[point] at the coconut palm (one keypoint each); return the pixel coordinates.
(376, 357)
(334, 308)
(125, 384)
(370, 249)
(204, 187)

» **Aim**:
Present every line of the listing above as a Markdown table with the columns n and Line, numbering the rows and leaving out blank lines.

» **Completed exercise**:
| n | Line |
|---|---|
| 1 | [point] at the coconut palm (one keypoint each); return the pixel coordinates. |
| 2 | (376, 357) |
| 3 | (334, 308) |
| 4 | (125, 384) |
| 5 | (370, 249) |
| 6 | (204, 187) |